• DOCUMENT PASSAGE
A new report has found that Google is breaking its October 2021 promise to not sell ads on YouTube videos containing climate misinformation. The Climate Action Against Disinformation (CAAD) coalition and the Center for Countering Digital Hate (CCDH) collected 200 examples of climate disinformation YouTube videos, which collectively serve ads to over 73 million viewers. But that’s “probably the tip of the iceberg,” CCDH head of research Callum Hood told the New York Times. Of those videos, (with 18 million total views), 100 meet Google’s very narrow definition of climate misinformation, which applies only to denial of the existence or human causes of climate change.

• RECORDED DATA
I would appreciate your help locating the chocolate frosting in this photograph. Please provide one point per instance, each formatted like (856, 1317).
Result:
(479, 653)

• GIVEN INSTRUCTION A
Name every company, coalition, center, or news outlet that appears in the passage on YouTube climate ads.
• GIVEN INSTRUCTION B
Extend the passage on YouTube climate ads with a few more sentences that pick up right after its final sentence.
The listing comes from a different source than the passage on YouTube climate ads.

• EXERCISE RESULT A
Google, YouTube, the Climate Action Against Disinformation (CAAD) coalition, the Center for Countering Digital Hate (CCDH), and the New York Times.

• EXERCISE RESULT B
The second set of 100 videos meets CAAD’s definition of climate disinformation, which accounts for popular tactics like greenwashing. These videos amassed 55 million views, demonstrating the weakness of Google’s current definition of climate misinformation. During the course of the research, only eight videos in the researchers’ dataset were demonetized by Google. “Tech companies make big promises on hate and misinformation because they know it’s hard to see if they’ve kept them,” said CCDH’s Head of Research Callum Hood in a press release. “Despite Google’s green grandstanding, its ads continue to fuel the climate denial industry.” Brands featured in ads on climate denial included Politico, Google itself, and the new Jane Fonda movie “80 for Brady.”

Ms. Fonda told the Times she was “appalled that an ad for one of my movies appears on one of those videos, and hope YouTube stops this practice immediately,” and found it “abhorrent that YouTube would violate its own policy [while] the earth is burning.” (New York Times $; Report)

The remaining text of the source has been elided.